*** Working data ***

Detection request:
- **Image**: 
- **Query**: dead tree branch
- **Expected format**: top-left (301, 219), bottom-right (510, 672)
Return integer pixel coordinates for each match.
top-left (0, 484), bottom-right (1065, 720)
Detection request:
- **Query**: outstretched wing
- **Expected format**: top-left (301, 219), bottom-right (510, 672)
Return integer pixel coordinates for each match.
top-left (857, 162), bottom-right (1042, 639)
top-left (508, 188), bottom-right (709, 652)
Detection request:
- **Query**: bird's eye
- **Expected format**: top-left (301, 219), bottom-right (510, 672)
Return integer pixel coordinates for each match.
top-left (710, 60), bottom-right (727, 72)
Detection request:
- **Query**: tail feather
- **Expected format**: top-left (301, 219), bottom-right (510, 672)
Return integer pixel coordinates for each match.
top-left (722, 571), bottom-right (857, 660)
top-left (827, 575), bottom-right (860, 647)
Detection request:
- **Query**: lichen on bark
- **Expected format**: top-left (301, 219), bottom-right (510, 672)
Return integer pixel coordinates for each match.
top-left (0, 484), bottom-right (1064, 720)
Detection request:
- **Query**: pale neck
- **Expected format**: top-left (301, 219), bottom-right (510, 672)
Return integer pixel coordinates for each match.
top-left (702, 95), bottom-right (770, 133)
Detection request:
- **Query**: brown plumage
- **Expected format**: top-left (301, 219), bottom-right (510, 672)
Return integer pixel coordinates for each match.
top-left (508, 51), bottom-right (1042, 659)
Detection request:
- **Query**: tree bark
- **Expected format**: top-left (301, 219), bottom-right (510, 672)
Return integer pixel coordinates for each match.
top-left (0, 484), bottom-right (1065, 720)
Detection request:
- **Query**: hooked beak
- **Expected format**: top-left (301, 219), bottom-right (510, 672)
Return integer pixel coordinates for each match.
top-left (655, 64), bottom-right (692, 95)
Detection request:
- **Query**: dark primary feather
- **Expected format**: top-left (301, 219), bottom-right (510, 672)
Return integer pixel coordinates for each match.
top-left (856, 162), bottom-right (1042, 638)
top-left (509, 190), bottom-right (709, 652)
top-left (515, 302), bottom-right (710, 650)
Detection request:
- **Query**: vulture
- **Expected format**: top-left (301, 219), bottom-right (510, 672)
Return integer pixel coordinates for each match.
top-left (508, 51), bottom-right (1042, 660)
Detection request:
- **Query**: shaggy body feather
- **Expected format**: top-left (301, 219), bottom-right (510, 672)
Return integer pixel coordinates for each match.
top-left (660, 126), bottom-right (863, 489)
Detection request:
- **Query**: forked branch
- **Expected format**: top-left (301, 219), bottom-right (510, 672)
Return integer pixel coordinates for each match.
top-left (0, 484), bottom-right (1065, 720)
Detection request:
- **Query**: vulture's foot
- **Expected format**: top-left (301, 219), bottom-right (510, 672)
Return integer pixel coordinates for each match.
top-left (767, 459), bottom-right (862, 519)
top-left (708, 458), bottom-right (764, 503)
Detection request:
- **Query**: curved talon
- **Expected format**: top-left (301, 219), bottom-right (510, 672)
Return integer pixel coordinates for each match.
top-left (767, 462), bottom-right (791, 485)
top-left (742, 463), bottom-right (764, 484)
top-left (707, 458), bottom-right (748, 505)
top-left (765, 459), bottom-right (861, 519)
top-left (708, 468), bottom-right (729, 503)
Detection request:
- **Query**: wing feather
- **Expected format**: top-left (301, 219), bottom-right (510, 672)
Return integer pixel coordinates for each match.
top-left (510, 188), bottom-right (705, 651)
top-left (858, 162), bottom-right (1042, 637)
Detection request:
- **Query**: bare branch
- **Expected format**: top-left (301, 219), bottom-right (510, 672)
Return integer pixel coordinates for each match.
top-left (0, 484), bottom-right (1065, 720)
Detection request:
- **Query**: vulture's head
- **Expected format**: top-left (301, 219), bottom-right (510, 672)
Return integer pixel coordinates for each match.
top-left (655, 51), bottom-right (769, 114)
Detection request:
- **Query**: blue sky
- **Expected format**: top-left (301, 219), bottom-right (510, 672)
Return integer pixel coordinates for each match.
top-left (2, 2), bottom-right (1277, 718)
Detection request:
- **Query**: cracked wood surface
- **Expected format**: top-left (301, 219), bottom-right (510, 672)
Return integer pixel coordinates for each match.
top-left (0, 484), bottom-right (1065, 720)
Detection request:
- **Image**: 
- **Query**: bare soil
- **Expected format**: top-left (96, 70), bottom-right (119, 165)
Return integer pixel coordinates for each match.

***

● **Action item**
Take the records shown above and output them again exactly.

● **Solution to this task**
Detection request:
- **Image**: 
- **Query**: dead tree branch
- **Expected format**: top-left (301, 219), bottom-right (510, 672)
Return integer pixel coordinates for each match.
top-left (0, 484), bottom-right (1065, 720)
Detection request:
- **Query**: outstretched wing
- **Expected format**: top-left (301, 219), bottom-right (510, 672)
Return integer pixel coordinates for each match.
top-left (857, 162), bottom-right (1042, 639)
top-left (508, 188), bottom-right (709, 652)
Detection request:
- **Query**: bird's eye
- **Expected format**: top-left (301, 219), bottom-right (510, 672)
Return integer pixel coordinates for each match.
top-left (710, 60), bottom-right (727, 72)
Detection request:
- **Query**: tail feather
- **Expected format**: top-left (301, 219), bottom-right (510, 672)
Return integer pixel coordinates for each match.
top-left (722, 571), bottom-right (857, 660)
top-left (827, 575), bottom-right (860, 647)
Detection request:
- **Query**: lichen on bark
- **Expected format**: top-left (301, 219), bottom-right (510, 672)
Return integer pixel coordinates for each match.
top-left (0, 484), bottom-right (1064, 720)
Detection request:
- **Query**: pale neck
- **Expected format**: top-left (301, 219), bottom-right (510, 672)
Return integer pixel coordinates for each match.
top-left (702, 95), bottom-right (770, 133)
Detection request:
- **Query**: brown plumage
- **Expected format**: top-left (301, 219), bottom-right (510, 672)
Return integer pixel coordinates for each match.
top-left (508, 51), bottom-right (1042, 659)
Detection request:
- **Query**: tree bark
- **Expected format**: top-left (301, 219), bottom-right (510, 672)
Return integer pixel coordinates for each match.
top-left (0, 484), bottom-right (1065, 720)
Detection request:
- **Query**: hooked beak
- **Expected format**: top-left (301, 219), bottom-right (510, 672)
Return integer pixel coordinates for each match.
top-left (655, 64), bottom-right (692, 95)
Detection request:
- **Query**: dark primary feather
- **Expected format**: top-left (301, 219), bottom-right (510, 672)
Return integer pixel coordinates for each match.
top-left (856, 162), bottom-right (1042, 638)
top-left (509, 190), bottom-right (709, 652)
top-left (515, 302), bottom-right (710, 650)
Detection request:
- **Query**: vulture
- **Expected format**: top-left (301, 219), bottom-right (510, 672)
Return integer pixel coordinates for each match.
top-left (508, 51), bottom-right (1042, 660)
Detection request:
- **Query**: shaggy body feather
- **Expected format**: top-left (301, 219), bottom-right (510, 672)
Return integer pixel coordinates for each match.
top-left (660, 126), bottom-right (863, 489)
Detection request:
- **Query**: forked branch
- **Expected format**: top-left (301, 219), bottom-right (510, 672)
Return integer pixel coordinates for each match.
top-left (0, 484), bottom-right (1065, 720)
Detection request:
- **Query**: vulture's foot
- **Expected format**: top-left (301, 219), bottom-right (510, 672)
Return integer pixel coordinates for each match.
top-left (767, 459), bottom-right (862, 519)
top-left (708, 458), bottom-right (764, 503)
Detection request:
- **Query**: curved talon
- **Expected format**: top-left (301, 219), bottom-right (510, 672)
Return integer pixel coordinates for each match.
top-left (767, 462), bottom-right (791, 485)
top-left (742, 463), bottom-right (764, 484)
top-left (707, 458), bottom-right (748, 505)
top-left (765, 459), bottom-right (861, 519)
top-left (708, 468), bottom-right (729, 503)
Detection request:
- **Query**: wing feather
- **Expected format**: top-left (301, 219), bottom-right (510, 672)
Return integer pixel coordinates for each match.
top-left (510, 188), bottom-right (705, 651)
top-left (858, 162), bottom-right (1042, 637)
Detection request:
- **Query**: bare branch
- **Expected format**: top-left (301, 219), bottom-right (510, 672)
Return integer pixel coordinates for each match.
top-left (0, 484), bottom-right (1065, 720)
Detection request:
- **Query**: vulture's head
- **Expected format**: top-left (301, 219), bottom-right (510, 672)
Return integer pixel coordinates for each match.
top-left (655, 51), bottom-right (769, 114)
Detection request:
- **Query**: blue sky
- **Expected format**: top-left (301, 219), bottom-right (510, 672)
Return integer pixel coordinates for each match.
top-left (2, 2), bottom-right (1277, 718)
Detection request:
- **Query**: cracked wood surface
- **Expected format**: top-left (301, 219), bottom-right (510, 672)
Return integer pixel coordinates for each match.
top-left (0, 484), bottom-right (1065, 720)
Detection request:
- **Image**: 
- **Query**: bare soil
- **Expected format**: top-left (96, 70), bottom-right (119, 165)
Return integer pixel coordinates for each match.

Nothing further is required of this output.